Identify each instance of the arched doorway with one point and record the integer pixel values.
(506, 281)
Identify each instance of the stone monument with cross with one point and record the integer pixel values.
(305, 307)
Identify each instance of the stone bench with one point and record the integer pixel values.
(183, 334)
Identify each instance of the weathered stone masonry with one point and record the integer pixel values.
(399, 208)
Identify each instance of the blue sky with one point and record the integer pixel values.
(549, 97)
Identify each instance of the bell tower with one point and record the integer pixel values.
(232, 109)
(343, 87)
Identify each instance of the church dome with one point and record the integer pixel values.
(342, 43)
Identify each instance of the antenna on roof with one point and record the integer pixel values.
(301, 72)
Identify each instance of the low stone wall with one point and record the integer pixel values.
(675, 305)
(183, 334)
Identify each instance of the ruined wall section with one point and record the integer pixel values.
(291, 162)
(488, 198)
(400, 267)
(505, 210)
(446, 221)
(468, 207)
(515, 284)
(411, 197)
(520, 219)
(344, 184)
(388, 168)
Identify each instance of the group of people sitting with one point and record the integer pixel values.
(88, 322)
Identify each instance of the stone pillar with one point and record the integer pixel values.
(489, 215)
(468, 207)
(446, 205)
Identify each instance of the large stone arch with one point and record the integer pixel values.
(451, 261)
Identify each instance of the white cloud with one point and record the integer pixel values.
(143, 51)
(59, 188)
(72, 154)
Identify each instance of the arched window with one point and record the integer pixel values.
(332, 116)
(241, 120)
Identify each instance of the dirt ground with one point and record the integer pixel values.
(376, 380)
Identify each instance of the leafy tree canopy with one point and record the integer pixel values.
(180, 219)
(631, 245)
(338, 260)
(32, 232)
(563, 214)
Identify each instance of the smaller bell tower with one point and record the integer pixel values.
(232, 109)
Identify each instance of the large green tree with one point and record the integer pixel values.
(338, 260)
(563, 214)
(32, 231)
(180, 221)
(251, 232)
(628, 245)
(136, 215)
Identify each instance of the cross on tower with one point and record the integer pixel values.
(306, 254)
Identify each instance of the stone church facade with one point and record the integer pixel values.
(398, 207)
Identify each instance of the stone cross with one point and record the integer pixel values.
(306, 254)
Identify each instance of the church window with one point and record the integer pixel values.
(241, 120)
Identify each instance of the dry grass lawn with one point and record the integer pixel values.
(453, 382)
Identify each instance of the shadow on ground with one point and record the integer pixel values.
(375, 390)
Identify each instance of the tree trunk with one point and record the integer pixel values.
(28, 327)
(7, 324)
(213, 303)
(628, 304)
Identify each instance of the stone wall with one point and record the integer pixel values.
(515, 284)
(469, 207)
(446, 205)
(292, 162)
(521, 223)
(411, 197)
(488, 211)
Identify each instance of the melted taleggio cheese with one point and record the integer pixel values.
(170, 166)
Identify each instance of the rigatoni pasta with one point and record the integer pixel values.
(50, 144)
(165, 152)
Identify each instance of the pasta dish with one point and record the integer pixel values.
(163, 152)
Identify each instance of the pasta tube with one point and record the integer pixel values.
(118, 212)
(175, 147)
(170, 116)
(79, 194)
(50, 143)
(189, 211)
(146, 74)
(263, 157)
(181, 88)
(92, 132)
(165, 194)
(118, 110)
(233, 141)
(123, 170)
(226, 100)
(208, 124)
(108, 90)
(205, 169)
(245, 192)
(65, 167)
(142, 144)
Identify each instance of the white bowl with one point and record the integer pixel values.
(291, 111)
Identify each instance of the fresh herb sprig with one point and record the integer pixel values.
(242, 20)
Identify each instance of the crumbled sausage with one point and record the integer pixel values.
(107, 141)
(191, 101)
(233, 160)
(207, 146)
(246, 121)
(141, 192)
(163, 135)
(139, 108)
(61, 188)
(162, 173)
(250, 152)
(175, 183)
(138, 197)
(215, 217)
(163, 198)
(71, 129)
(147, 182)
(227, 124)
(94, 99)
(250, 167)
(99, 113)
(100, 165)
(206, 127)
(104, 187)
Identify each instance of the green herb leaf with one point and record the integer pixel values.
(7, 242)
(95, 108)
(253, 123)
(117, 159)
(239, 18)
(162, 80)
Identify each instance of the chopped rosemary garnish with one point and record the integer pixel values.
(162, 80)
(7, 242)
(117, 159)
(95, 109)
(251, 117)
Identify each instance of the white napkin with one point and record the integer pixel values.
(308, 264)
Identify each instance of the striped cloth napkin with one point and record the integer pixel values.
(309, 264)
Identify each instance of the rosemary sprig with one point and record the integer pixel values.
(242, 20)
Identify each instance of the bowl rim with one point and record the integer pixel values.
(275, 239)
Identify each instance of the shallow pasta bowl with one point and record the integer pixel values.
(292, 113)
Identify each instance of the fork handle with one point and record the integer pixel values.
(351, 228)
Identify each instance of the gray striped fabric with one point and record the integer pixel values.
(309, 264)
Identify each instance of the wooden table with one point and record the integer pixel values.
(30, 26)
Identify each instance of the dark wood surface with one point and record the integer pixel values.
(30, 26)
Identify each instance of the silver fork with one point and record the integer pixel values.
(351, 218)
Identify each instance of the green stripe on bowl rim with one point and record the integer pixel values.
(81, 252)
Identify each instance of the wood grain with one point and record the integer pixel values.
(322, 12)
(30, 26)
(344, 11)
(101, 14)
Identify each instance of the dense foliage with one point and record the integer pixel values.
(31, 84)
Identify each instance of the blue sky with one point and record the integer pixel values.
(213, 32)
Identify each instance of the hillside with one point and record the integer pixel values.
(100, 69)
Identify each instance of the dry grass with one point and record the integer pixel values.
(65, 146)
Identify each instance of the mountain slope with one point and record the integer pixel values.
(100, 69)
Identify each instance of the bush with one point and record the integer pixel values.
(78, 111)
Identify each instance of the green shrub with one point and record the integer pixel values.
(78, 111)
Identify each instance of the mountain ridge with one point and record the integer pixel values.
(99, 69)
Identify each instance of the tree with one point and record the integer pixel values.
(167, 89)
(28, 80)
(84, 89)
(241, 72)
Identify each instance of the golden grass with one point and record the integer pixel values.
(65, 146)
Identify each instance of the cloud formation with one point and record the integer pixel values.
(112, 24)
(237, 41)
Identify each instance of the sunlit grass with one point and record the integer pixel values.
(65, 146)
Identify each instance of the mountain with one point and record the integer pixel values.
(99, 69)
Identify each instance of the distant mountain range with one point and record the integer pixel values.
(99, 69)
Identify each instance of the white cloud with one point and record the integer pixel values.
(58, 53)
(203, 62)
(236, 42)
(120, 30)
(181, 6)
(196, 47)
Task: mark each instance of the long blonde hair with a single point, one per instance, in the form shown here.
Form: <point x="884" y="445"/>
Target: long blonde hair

□ □ □ □ □ □ □

■ Your assignment ■
Nothing in the records should be altered when they are written out again.

■ Response box ■
Identify each instance of the arched doorway with one point and record the integer pixel values.
(506, 281)
Identify each instance of the stone monument with cross with one point and record the integer pixel values.
(305, 307)
Identify each instance of the stone bench with one point and record the integer pixel values.
(183, 334)
Identify each instance of the weathered stone masonry with one point and record the integer pixel values.
(399, 208)
Identify each instance of the blue sky with one point and record the integer pixel values.
(549, 97)
Identify each instance of the bell tower with one point and record the integer pixel values.
(232, 109)
(343, 87)
Identify each instance of the church dome with one point and record the integer pixel values.
(342, 43)
Identify each instance of the antenna on roof with one point and record the integer pixel values.
(301, 72)
Identify each instance of the low stone wall with one point and record the integer pixel values.
(675, 305)
(183, 334)
Identify each instance of the ruined wall section with one point and record the integer pixel values.
(291, 162)
(488, 198)
(400, 267)
(505, 210)
(446, 221)
(468, 207)
(515, 284)
(411, 197)
(520, 219)
(344, 184)
(388, 168)
Identify each instance of the group of people sitting with one point and record the integer pixel values.
(88, 322)
Identify each instance of the stone pillar with one point and record the integer pixel values.
(489, 215)
(468, 207)
(446, 205)
Identify each instance of the large stone arch with one point and record the integer pixel values.
(451, 261)
Identify each instance of the white cloud with one point and record the integer pixel values.
(143, 51)
(59, 188)
(72, 154)
Identify each instance of the arched window with one point and record the integer pixel values.
(332, 116)
(241, 120)
Identify each instance of the dirt ground with one point and record the integer pixel values.
(376, 380)
Identify each instance of the leafy tree canopy with one point and record the integer pixel values.
(180, 219)
(631, 245)
(338, 260)
(32, 232)
(563, 214)
Identify each instance of the smaller bell tower with one point and record the integer pixel values.
(232, 109)
Identify each instance of the large green tree with one point and record the integer pixel values.
(338, 260)
(563, 214)
(32, 231)
(180, 221)
(251, 232)
(628, 245)
(136, 215)
Identify each instance of the cross on tower with one point and record the integer pixel values.
(306, 254)
Identify each instance of the stone church facade with one point and record the integer pixel values.
(398, 207)
Identify each instance of the stone cross with one point and record the integer pixel values.
(306, 254)
Identify each instance of the church window with one point and record the integer pixel values.
(241, 120)
Identify each instance of the dry grass lawn with one point and record the integer pixel values.
(453, 382)
Identify each instance of the shadow on ground with one point and record the integer pixel values.
(375, 390)
Identify each instance of the tree trunk with one point and record the integer pixel values.
(28, 327)
(7, 324)
(213, 303)
(628, 304)
Identify each instance of the stone wall with one point and record the integer pixel values.
(515, 284)
(469, 207)
(446, 205)
(292, 162)
(521, 223)
(411, 197)
(488, 211)
Identify each instance of the melted taleggio cheese with one point and record the integer pixel values.
(170, 166)
Identify each instance of the rigatoni pasta with one point and record the integer pixel values.
(50, 144)
(165, 152)
Identify each instance of the pasta dish with one point and record the integer pixel values.
(163, 152)
Identify each instance of the pasta tube with one point and record the integer pixel values.
(118, 212)
(175, 147)
(170, 116)
(79, 194)
(50, 143)
(189, 211)
(146, 74)
(263, 157)
(181, 88)
(92, 132)
(165, 194)
(118, 110)
(233, 141)
(123, 170)
(226, 100)
(208, 124)
(108, 90)
(205, 169)
(245, 192)
(65, 167)
(142, 144)
Identify each instance of the white bowl with one point and record the integer pixel values.
(291, 111)
Identify each instance of the fresh herb sprig with one point and record the integer pixel values.
(242, 20)
Identify each instance of the crumbled sausage with one point and record the integer pixel values.
(107, 141)
(191, 101)
(233, 160)
(207, 146)
(246, 121)
(141, 192)
(163, 135)
(139, 108)
(61, 188)
(162, 173)
(250, 152)
(175, 183)
(138, 197)
(215, 217)
(163, 198)
(71, 129)
(147, 182)
(227, 124)
(94, 99)
(250, 167)
(99, 113)
(100, 165)
(206, 127)
(104, 187)
Identify each instance of the green herb leaf with one point and record the integer pixel values.
(7, 242)
(95, 108)
(253, 123)
(117, 159)
(239, 18)
(162, 80)
Identify each instance of the chopped rosemary garnish with one point and record the integer pixel values.
(162, 80)
(7, 242)
(117, 159)
(95, 109)
(251, 117)
Identify each instance of the white napkin with one point and record the integer pixel values.
(308, 264)
Identify each instance of the striped cloth napkin with one point and record the integer pixel values.
(309, 264)
Identify each instance of the rosemary sprig with one point and record the integer pixel values.
(242, 20)
Identify each instance of the bowl rim with one point and record the integer pixel values.
(275, 239)
Identify each instance of the shallow pasta bowl with one point and record the integer pixel values.
(292, 113)
Identify each instance of the fork handle with one point and record the integer pixel values.
(351, 228)
Identify each instance of the gray striped fabric with one point and record the integer pixel values.
(309, 264)
Identify each instance of the wooden table with one point and record the integer pixel values.
(30, 26)
Identify each instance of the dark wood surface with one point and record the integer pixel values.
(30, 26)
Identify each instance of the silver fork with one point and record the integer pixel values.
(351, 218)
Identify each instance of the green stripe on bowl rim with one point and record the integer pixel values.
(81, 252)
Identify each instance of the wood grain with one point and record the integer pixel values.
(322, 12)
(30, 26)
(344, 11)
(101, 14)
Identify each instance of the dense foliage with one point and record the integer pixel values.
(31, 84)
Identify each instance of the blue sky with one point and record the integer pixel values.
(213, 32)
Identify each instance of the hillside with one point and record the integer pixel values.
(100, 69)
Identify each instance of the dry grass with one point and record the integer pixel values.
(65, 146)
Identify each instance of the mountain slope with one point and record the integer pixel values.
(100, 69)
Identify each instance of the bush with one point and record the integer pixel values.
(78, 111)
Identify each instance of the green shrub with one point and record the integer pixel values.
(78, 111)
Identify each instance of the mountain ridge with one point and record the integer pixel values.
(99, 69)
Identify each instance of the tree with one point and record the integer pixel values.
(167, 89)
(28, 80)
(84, 89)
(241, 72)
Identify each instance of the golden grass with one point and record the integer pixel values.
(65, 146)
Identify each instance of the cloud formation with one point and record the integer pixel values.
(112, 24)
(237, 41)
Identify each instance of the sunlit grass with one point and record the integer pixel values.
(65, 146)
Identify each instance of the mountain with one point and record the integer pixel values.
(99, 69)
Identify each instance of the distant mountain range with one point and record the integer pixel values.
(99, 69)
Identify each instance of the white cloud with one point and record the integer pixel values.
(58, 53)
(203, 62)
(236, 42)
(120, 30)
(181, 6)
(196, 47)
Task: mark each instance of the long blonde hair with a single point, one per instance, in the form shown here.
Form: <point x="884" y="445"/>
Target: long blonde hair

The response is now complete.